◆ **PAGE EXCERPT**:
--------------------------------------------------
But I must take a brief time out here, sets up what comes next, don't go away, El Rushbaugh and the EIB network after this.
A little trivia question.
Anyone out there know who it was that decided to call Margaret Thatcher the Iron Lady.
Any idea who it was?
It was not Neil Kinnock, and therefore not Joe Biden.
It was not a British politician.
It was not an American politician.
It was no one in the media, at least in the Western media.
It was the Soviet news agency Tass that called her, that dubbed Margaret Thatcher the Iron Lady, and the West's drive-by media gleefully picked up on that.
Task did not mean it to be a compliment.
Neither did the American drive-by media, but of course it turned out to be one.
Margaret Thatcher was she reminded me of my grandfather.
My grandfather was serious all the time.
Wore a jacket and tie every day of the year.
Saturday, Sunday, no matter what, because he worked every day.
Lady Thatcher was serious.
She was funny, but she was serious.
Everything mattered.
One of the many things she said that I've never forgotten, and there were a lot of them, but this one has always stuck with me.
Consensus is the absence of leadership.
Consensus is now the objective in this country.
To her, it meant no leadership.
Hi, welcome back.
Great to have you.
--------------------------------------------------
◆ **TASK INSTRUCTIONS**:
a) Do these statements agree with the Thatcher excerpt? (i) The Soviet news agency Tass was the source of the name "the Iron Lady." (ii) A British politician was the first to call her the Iron Lady. (iii) The grandfather wore a jacket and tie only on weekdays. Answer yes or no for each, quoting the words that settle it.
b) Can you quote the Thatcher excerpt word for word, starting with "It was not a British" and going on through "out to be one."?

◆ **INFORMATION SHOWN**:
--------------------------------------------------
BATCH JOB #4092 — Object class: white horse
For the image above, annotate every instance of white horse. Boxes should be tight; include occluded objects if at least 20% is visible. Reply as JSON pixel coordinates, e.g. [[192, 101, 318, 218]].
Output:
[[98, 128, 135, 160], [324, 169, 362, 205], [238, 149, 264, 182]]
--------------------------------------------------
◆ **RESULTS OF THE EXERCISE**:
a)
(i) Yes: "It was the Soviet news agency Tass that called her, that dubbed Margaret Thatcher the Iron Lady"
(ii) No: "It was not a British politician."
(iii) No: "Wore a jacket and tie every day of the year."

b)
It was not a British politician.
It was not an American politician.
It was no one in the media, at least in the Western media.
It was the Soviet news agency Tass that called her, that dubbed Margaret Thatcher the Iron Lady, and the West's drive-by media gleefully picked up on that.
Task did not mean it to be a compliment.
Neither did the American drive-by media, but of course it turned out to be one.